THE DATA:

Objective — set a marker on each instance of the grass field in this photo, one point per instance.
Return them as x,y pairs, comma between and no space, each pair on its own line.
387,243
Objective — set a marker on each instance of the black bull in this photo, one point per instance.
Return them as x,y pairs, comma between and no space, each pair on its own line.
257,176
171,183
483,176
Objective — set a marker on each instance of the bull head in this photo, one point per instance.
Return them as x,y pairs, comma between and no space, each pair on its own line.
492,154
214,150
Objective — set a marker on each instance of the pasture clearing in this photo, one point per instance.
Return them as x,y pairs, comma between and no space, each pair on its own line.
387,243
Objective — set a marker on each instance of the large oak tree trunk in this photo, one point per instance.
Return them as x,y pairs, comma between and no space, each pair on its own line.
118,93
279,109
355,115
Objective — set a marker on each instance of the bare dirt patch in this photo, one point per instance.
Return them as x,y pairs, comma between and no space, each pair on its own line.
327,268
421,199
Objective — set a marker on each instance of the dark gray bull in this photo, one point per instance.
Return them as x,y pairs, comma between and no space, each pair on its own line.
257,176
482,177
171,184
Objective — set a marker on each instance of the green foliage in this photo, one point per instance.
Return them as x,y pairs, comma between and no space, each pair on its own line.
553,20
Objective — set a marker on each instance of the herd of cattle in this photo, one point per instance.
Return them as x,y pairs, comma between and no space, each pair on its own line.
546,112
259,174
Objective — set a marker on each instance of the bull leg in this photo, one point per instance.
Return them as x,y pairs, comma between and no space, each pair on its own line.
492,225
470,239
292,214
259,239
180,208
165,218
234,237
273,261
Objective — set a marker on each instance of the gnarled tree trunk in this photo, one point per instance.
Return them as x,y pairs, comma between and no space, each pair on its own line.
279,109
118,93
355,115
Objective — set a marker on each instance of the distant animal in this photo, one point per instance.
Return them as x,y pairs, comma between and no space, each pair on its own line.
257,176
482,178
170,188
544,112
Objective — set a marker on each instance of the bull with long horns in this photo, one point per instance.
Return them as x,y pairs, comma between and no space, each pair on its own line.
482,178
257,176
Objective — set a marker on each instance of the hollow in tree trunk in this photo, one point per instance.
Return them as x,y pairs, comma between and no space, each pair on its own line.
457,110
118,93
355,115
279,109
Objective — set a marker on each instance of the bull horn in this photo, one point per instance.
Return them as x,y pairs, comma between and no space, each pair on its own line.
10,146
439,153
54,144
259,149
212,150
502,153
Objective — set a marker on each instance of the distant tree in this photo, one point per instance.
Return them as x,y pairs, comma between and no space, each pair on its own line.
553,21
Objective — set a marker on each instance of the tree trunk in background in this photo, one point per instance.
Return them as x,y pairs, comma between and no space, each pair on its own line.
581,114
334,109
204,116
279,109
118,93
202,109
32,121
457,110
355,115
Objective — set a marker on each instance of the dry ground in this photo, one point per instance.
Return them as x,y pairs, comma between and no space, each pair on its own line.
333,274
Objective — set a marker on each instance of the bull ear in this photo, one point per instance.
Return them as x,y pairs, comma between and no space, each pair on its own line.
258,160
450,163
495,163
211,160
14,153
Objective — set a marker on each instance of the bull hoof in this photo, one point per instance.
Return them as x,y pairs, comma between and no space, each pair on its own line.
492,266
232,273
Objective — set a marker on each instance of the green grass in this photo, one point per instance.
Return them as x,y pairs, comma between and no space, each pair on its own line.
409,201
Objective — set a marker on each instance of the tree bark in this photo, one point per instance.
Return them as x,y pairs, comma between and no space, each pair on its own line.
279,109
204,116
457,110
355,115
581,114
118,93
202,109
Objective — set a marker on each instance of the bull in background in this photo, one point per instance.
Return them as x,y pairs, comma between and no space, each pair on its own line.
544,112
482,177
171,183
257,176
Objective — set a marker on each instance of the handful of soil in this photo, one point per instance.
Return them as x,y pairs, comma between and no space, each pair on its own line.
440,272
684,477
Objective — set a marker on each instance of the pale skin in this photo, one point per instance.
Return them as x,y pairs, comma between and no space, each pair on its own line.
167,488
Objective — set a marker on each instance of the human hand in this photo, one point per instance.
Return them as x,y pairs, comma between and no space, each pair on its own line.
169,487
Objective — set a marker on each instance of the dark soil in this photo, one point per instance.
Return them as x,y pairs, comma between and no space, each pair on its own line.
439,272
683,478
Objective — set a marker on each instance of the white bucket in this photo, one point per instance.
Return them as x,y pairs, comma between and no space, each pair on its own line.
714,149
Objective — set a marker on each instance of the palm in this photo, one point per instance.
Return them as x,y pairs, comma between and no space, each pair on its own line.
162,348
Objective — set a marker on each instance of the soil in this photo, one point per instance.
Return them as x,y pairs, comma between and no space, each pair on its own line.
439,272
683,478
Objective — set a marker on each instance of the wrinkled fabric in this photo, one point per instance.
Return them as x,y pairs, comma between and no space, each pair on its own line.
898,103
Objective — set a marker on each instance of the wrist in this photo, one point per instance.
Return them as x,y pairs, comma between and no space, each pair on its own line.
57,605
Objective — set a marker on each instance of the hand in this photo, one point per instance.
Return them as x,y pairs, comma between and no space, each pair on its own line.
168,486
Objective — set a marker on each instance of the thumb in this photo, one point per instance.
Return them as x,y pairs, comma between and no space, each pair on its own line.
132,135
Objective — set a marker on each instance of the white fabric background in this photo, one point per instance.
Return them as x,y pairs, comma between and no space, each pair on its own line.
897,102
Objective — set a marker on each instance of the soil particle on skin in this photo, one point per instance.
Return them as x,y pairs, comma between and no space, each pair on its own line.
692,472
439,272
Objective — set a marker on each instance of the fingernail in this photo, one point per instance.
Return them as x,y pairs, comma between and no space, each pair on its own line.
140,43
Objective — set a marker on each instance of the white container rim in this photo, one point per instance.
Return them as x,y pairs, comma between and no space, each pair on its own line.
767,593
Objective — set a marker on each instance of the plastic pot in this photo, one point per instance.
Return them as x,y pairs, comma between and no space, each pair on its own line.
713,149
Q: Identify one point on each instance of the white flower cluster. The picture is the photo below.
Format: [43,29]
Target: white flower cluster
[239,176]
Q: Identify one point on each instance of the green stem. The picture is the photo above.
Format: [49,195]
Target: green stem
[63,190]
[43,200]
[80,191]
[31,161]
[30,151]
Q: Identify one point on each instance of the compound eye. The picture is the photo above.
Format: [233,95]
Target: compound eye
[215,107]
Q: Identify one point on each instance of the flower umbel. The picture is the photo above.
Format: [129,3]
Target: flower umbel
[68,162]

PROBLEM TO WORK ON: Copy every record above verbatim and in full.

EXERCISE RESULT:
Objective — set a marker on each instance of the grass field in this photo, one point per instance.
Return them as x,y pairs, comma between and no space, each pair on its own line.
387,243
Objective — set a marker on each instance of the black bull in this photo, one point per instance.
Return them as x,y pairs, comma between and no space, each pair on its own line.
257,176
171,183
483,176
Objective — set a marker on each instance of the bull head in this photo, one point per instance.
Return them as x,y pairs, comma between and no space, each pair on its own line.
492,154
214,150
Objective — set a marker on each instance of the pasture clearing in this photo, one point per instance.
Return them as x,y pairs, comma between and no space, each pair on its own line.
387,243
Objective — set a marker on each instance of the large oak tree trunk in this photo, one point per instance.
Return them as x,y pairs, comma between and no space, each pair on its own line.
118,93
279,109
355,115
Objective — set a marker on each instance of the bare dirt patch in this photo, one point per instance.
Return them as x,y pairs, comma between and no space, each pair on its own line.
327,268
421,199
Objective — set a marker on each instance of the dark gray bull in this photo, one point per instance.
Return them as x,y pairs, comma between and no space, each pair on its own line.
257,176
482,177
171,184
Objective — set a marker on each instance of the green foliage in this photo, one point per instance.
Return them as x,y pairs, comma between and no space, each pair on its own line.
553,20
Objective — set a marker on each instance of the herd of cattle in this photo, one point per instance.
Return them as x,y pairs, comma between and no space, each pair on its own line.
546,112
259,174
Objective — set a marker on each instance of the bull leg in this photo, one point per instance.
Return them as x,y pairs, comma between and no space, each pair on its own line.
492,225
470,239
292,214
259,239
180,208
165,218
234,237
273,261
Objective — set a marker on each instance of the gnarled tree trunk in this photo, one point per instance.
Return them as x,y pairs, comma between and no space, each pair on its own line.
279,109
118,93
355,115
Objective — set a marker on each instance of the distant animal in this photo, one point per instance.
Return them as x,y pairs, comma between and no space, each pair on its own line.
257,176
482,178
170,188
544,112
Objective — set a marker on each instance of the bull with long horns in this photo, one point per instance.
Return them as x,y pairs, comma between and no space, each pair on its own line.
482,178
257,176
Objective — set a marker on each instance of the hollow in tree trunk in this photo, one point per instance.
Return them as x,y pairs, comma between and no space, each pair on its own line.
457,110
118,93
355,115
279,109
Objective — set a marker on each instance of the bull horn in this photo, one point per instance.
Return them as x,y pairs, comma between and no space, each pair on its own line.
10,146
439,153
54,144
259,149
212,150
502,153
Objective — set a marker on each instance of the distant tree in this photo, one point per instance.
Return them as x,y pairs, comma between and no space, each pair on its own line.
553,21
Objective — set a marker on each instance of the tree trunk in background in this photo, one point per instance.
Return them as x,y pairs, comma between and no space, each pair on its own line.
581,114
334,109
204,116
279,109
118,93
202,109
32,121
457,110
355,115
Objective — set a marker on each instance of the dry ground in this photo, one point per instance.
Return them as x,y pairs, comma between and no space, each pair on its own line.
333,274
Objective — set a marker on each instance of the bull ear in this photo, one point per instance.
Return them as x,y pairs, comma between and no space, each pair on its own line.
258,160
450,163
495,163
211,160
14,153
Objective — set a marker on each instance of the bull hoof in this photo, one point per instance.
Return them as x,y pairs, comma between and no space, each pair on its own line.
492,266
232,273
Objective — set a marker on each instance of the green grass in this photo, one point per instance.
Return them as x,y pairs, comma between and no space, each pair on its own line.
409,201
Objective — set a marker on each instance of the tree bark in this photo, one point per instance.
Return them as x,y pairs, comma between and no space, each pair on its own line.
279,109
204,116
457,110
355,115
581,114
118,93
202,109
Objective — set a marker on each instance of the bull in background in this photo, one point per instance.
Return them as x,y pairs, comma between and no space, each pair on its own line.
544,112
482,177
171,183
257,176
Objective — set a marker on each instance of the handful of soil in this photo, one point per instance.
Return them as x,y pairs, comma between and no space, each pair on its own line.
440,272
684,477
Objective — set a marker on each instance of the pale skin in this photo, one point per instance.
Return them as x,y pairs, comma between and no space, each pair on its own line.
167,488
Objective — set a marker on each instance of the human hand in this photo, one point per instance.
Return them as x,y pairs, comma between and no space, each pair on its own line.
169,487
Objective — set a marker on each instance of the dark soil in this photo, one point per instance.
Return them as x,y pairs, comma between and no space, each pair on its own line.
439,272
683,478
Objective — set a marker on each instance of the white bucket in this photo, one point per instance.
Return them as x,y pairs, comma between and no space, each pair on its own line.
714,149
Objective — set a marker on each instance of the palm in this photo, one point per instance.
Return them as x,y pairs, comma between and no space, each pair on its own line.
162,348
Objective — set a marker on each instance of the soil in this photo, one point per instance.
Return them as x,y pairs, comma between and no space, each pair on its own line.
439,272
683,478
Objective — set a marker on each instance of the wrinkled fabric in this photo, one point per instance.
Return them as x,y pairs, comma between and no space, each pair on its own line.
898,103
Objective — set a marker on each instance of the wrist in this photo, one point per instance.
Return them as x,y pairs, comma between and no space, each pair on its own line.
57,605
Objective — set a marker on each instance of the hand in this photo, one point per instance.
Return them as x,y pairs, comma between and no space, each pair on its own line.
168,486
Objective — set a marker on each instance of the thumb in this photo, one point per instance.
Return them as x,y pairs, comma between and no space, each pair on its own line.
132,135
Objective — set a marker on each instance of the white fabric background in this photo, one point per instance.
Return them as x,y pairs, comma between and no space, each pair on its own line.
897,102
Objective — set a marker on each instance of the soil particle on skin in this photo, one point per instance.
Return them as x,y pairs, comma between and no space, each pair on its own line.
692,472
439,272
Objective — set a marker on each instance of the fingernail in this photo, one point per instance.
Return them as x,y pairs, comma between and no space, each pair on its own line.
140,43
Objective — set a marker on each instance of the white container rim in this photo, one point per instance.
Return them as x,y pairs, comma between and no space, each pair on its own line.
767,593
Objective — set a marker on each instance of the plastic pot in this photo, one point per instance.
Return them as x,y pairs, comma between and no space, each pair on its own line.
713,149
Q: Identify one point on each instance of the white flower cluster. The picture is the photo below.
Format: [43,29]
Target: white flower cluster
[239,176]
Q: Identify one point on each instance of the green stem. The picture is the photo above.
Format: [49,195]
Target: green stem
[63,190]
[43,200]
[80,191]
[31,161]
[30,151]
Q: Identify one point on each instance of the compound eye. The picture is the photo above.
Format: [233,95]
Target: compound eye
[215,107]
Q: Identify one point on each instance of the flower umbel. The picture is the photo above.
Format: [129,3]
Target: flower umbel
[68,162]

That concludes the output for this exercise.